EXERCISE INSTRUCTIONS
Extract every line of the items below that contains the string "apartment", matching case exactly.
• • •
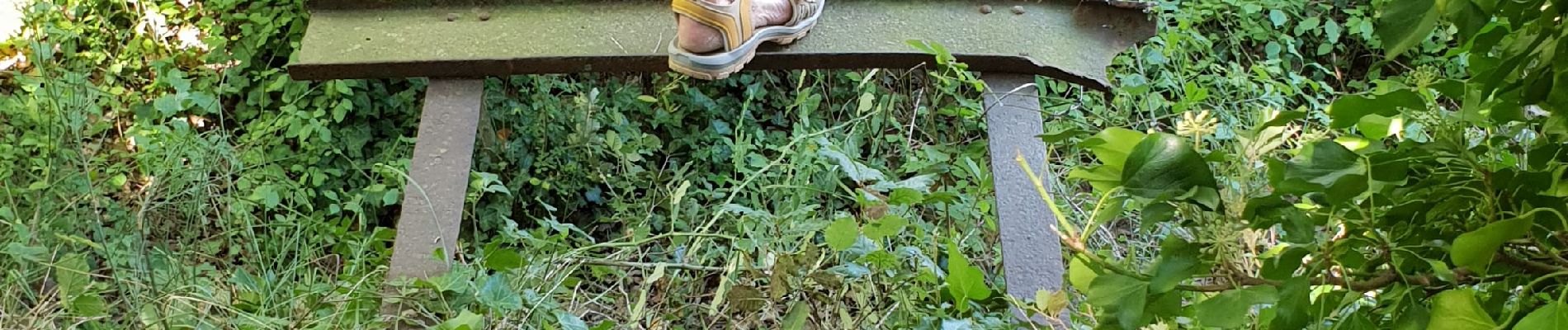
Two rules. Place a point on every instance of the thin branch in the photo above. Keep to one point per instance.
(1381, 280)
(653, 265)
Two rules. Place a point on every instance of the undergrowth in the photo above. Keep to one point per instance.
(158, 169)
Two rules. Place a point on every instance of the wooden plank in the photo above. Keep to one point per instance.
(1070, 40)
(1031, 252)
(438, 180)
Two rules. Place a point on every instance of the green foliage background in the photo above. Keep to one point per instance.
(149, 182)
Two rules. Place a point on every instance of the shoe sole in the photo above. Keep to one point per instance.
(723, 64)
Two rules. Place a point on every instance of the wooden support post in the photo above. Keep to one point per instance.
(1031, 252)
(438, 180)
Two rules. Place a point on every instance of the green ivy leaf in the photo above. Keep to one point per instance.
(1551, 316)
(843, 233)
(502, 260)
(1458, 310)
(465, 321)
(1165, 166)
(797, 316)
(1176, 263)
(1123, 296)
(904, 196)
(1081, 276)
(1112, 146)
(1348, 111)
(1230, 309)
(885, 227)
(1476, 249)
(1404, 24)
(569, 321)
(167, 105)
(88, 305)
(1325, 166)
(71, 276)
(963, 282)
(496, 295)
(1294, 307)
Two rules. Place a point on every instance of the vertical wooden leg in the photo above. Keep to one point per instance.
(438, 180)
(1031, 252)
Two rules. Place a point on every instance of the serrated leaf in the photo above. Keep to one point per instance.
(853, 169)
(843, 233)
(1476, 249)
(1458, 310)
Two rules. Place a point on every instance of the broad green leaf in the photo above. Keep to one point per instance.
(1122, 296)
(569, 321)
(1160, 211)
(1081, 274)
(167, 105)
(1283, 265)
(885, 227)
(1458, 310)
(1112, 146)
(843, 233)
(1230, 309)
(1178, 262)
(502, 260)
(1329, 167)
(1379, 127)
(1348, 111)
(465, 321)
(1294, 307)
(1476, 249)
(965, 282)
(496, 295)
(26, 252)
(1551, 316)
(904, 196)
(1277, 17)
(852, 167)
(797, 316)
(1404, 24)
(1164, 166)
(87, 305)
(71, 276)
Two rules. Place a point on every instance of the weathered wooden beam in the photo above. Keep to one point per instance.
(1031, 252)
(438, 180)
(1070, 40)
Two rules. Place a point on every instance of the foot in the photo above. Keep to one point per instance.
(698, 38)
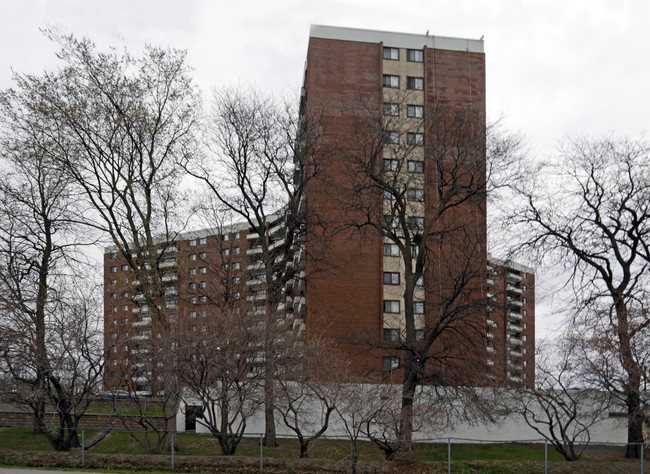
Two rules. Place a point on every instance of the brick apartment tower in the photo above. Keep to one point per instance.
(341, 289)
(405, 75)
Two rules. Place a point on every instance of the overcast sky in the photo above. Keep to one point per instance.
(555, 68)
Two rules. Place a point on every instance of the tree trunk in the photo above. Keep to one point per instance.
(409, 384)
(270, 440)
(633, 386)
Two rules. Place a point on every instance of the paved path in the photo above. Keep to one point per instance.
(11, 470)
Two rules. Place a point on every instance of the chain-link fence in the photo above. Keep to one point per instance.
(185, 451)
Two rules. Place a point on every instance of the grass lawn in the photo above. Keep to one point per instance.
(197, 451)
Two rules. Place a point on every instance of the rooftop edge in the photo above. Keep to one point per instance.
(398, 40)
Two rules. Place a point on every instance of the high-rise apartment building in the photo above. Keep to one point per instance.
(402, 176)
(403, 123)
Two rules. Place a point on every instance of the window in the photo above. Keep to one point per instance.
(415, 138)
(391, 334)
(391, 109)
(390, 165)
(415, 83)
(391, 81)
(416, 167)
(391, 222)
(415, 195)
(416, 223)
(391, 250)
(391, 363)
(415, 111)
(391, 278)
(391, 137)
(391, 53)
(416, 55)
(391, 306)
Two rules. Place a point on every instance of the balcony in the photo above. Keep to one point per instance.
(513, 302)
(259, 265)
(515, 341)
(255, 282)
(255, 250)
(514, 328)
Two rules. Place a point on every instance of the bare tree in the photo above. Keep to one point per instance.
(588, 211)
(50, 347)
(561, 408)
(309, 390)
(118, 125)
(419, 181)
(218, 361)
(261, 155)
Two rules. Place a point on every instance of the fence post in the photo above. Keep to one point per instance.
(545, 456)
(172, 450)
(83, 449)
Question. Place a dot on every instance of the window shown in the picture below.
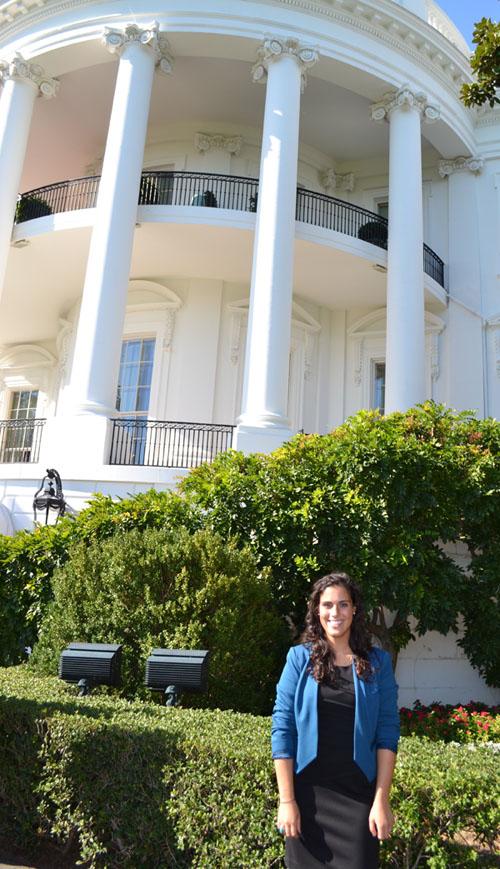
(134, 379)
(134, 391)
(18, 440)
(23, 404)
(378, 386)
(383, 209)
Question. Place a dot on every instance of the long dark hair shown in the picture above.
(322, 665)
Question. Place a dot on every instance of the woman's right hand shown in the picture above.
(288, 819)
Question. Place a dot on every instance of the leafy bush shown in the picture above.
(474, 722)
(203, 791)
(28, 560)
(377, 497)
(171, 589)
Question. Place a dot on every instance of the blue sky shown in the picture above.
(465, 12)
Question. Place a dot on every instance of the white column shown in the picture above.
(263, 424)
(22, 83)
(405, 343)
(102, 314)
(464, 333)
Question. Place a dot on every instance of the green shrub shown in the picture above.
(376, 497)
(474, 722)
(28, 560)
(140, 786)
(160, 588)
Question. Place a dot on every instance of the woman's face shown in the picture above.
(336, 612)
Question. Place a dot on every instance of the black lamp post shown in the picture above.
(175, 670)
(50, 496)
(90, 664)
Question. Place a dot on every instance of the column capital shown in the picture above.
(461, 164)
(274, 47)
(19, 69)
(116, 39)
(404, 99)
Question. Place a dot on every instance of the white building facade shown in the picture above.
(225, 222)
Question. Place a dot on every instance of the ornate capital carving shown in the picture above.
(23, 70)
(204, 142)
(404, 99)
(116, 39)
(275, 47)
(461, 164)
(331, 180)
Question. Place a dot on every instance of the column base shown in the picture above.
(260, 439)
(81, 441)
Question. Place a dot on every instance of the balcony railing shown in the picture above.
(209, 190)
(20, 440)
(161, 444)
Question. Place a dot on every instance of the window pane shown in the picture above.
(379, 386)
(135, 376)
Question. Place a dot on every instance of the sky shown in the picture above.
(464, 13)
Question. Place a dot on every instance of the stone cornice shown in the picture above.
(275, 47)
(405, 99)
(116, 40)
(204, 142)
(461, 164)
(21, 70)
(331, 180)
(393, 25)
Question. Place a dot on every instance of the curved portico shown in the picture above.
(292, 199)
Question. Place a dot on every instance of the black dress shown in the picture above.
(333, 794)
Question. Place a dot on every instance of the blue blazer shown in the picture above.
(294, 732)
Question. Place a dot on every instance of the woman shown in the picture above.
(334, 736)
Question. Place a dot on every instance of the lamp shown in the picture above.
(175, 670)
(91, 664)
(50, 495)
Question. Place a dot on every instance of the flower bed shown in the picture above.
(474, 722)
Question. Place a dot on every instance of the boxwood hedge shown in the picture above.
(135, 785)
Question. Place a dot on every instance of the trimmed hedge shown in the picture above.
(28, 560)
(172, 589)
(139, 786)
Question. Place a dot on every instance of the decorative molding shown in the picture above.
(116, 40)
(275, 47)
(405, 99)
(461, 164)
(403, 32)
(331, 180)
(359, 353)
(204, 142)
(63, 344)
(493, 325)
(22, 70)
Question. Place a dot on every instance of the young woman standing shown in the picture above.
(334, 736)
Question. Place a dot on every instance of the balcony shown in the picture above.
(20, 440)
(161, 444)
(208, 190)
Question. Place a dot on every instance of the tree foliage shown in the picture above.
(485, 63)
(379, 497)
(160, 588)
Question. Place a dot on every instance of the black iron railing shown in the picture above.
(210, 190)
(161, 444)
(20, 440)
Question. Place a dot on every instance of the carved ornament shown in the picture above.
(275, 47)
(117, 39)
(461, 164)
(204, 142)
(404, 99)
(22, 70)
(331, 180)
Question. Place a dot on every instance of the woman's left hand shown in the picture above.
(381, 819)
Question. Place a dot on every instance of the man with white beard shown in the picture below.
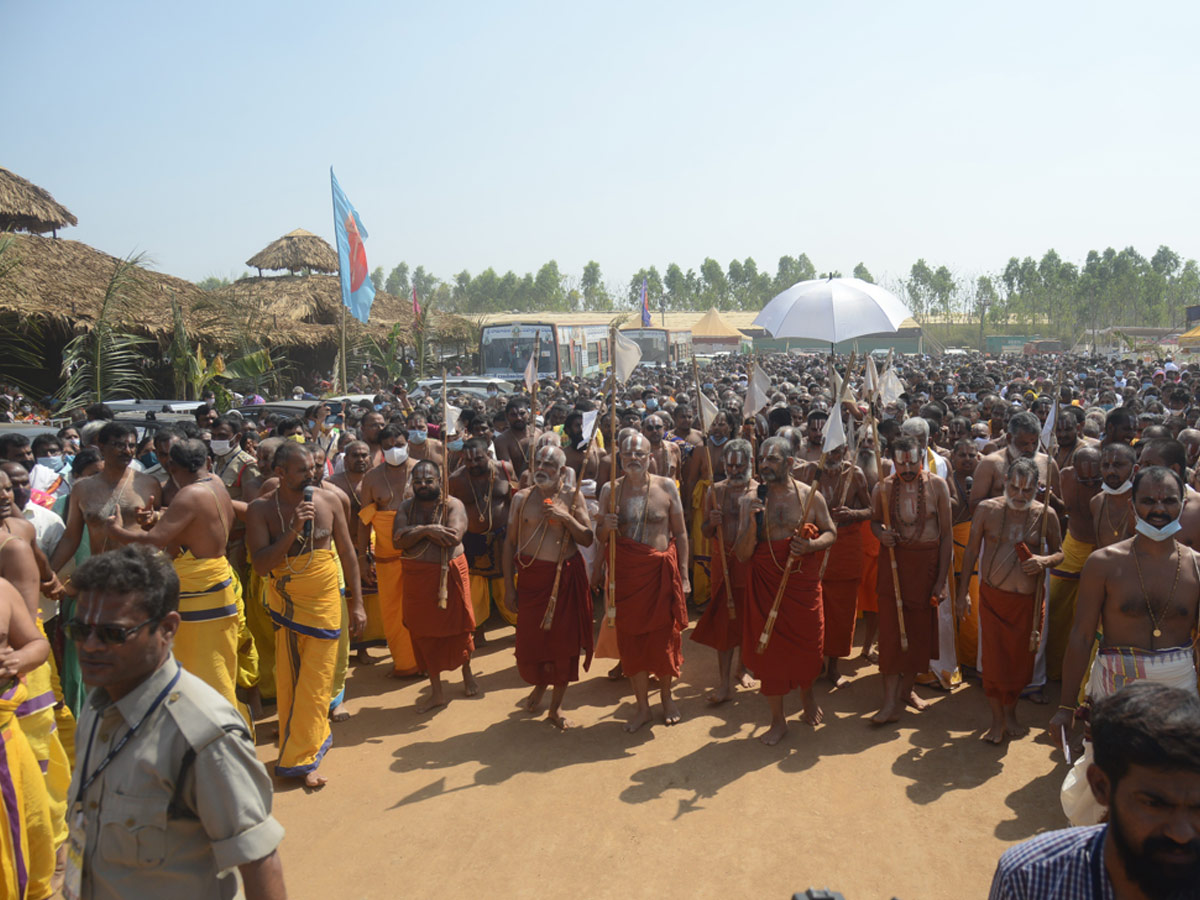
• • •
THE COMPLETED TASK
Two rules. Place a point on every instance of the brick apartment tower in the photo above. Keep to one point per instance.
Two rules. Place a point on every instance of the high-rise apartment building in the photo above. Keep to one point per instance.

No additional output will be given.